* **WORK TASK**: Set down a faithful copy of every record, and skip the pictures in it.

(Records from a dataset)
»»

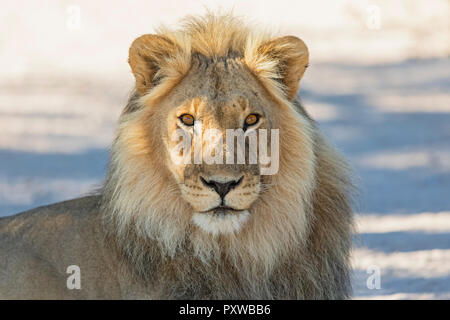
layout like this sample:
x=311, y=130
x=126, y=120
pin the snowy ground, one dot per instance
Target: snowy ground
x=389, y=116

««

* **FINISHED EXERCISE**:
layout like this sample:
x=311, y=130
x=126, y=120
pin the snowy ground, one dot per instance
Target: snowy ground
x=389, y=116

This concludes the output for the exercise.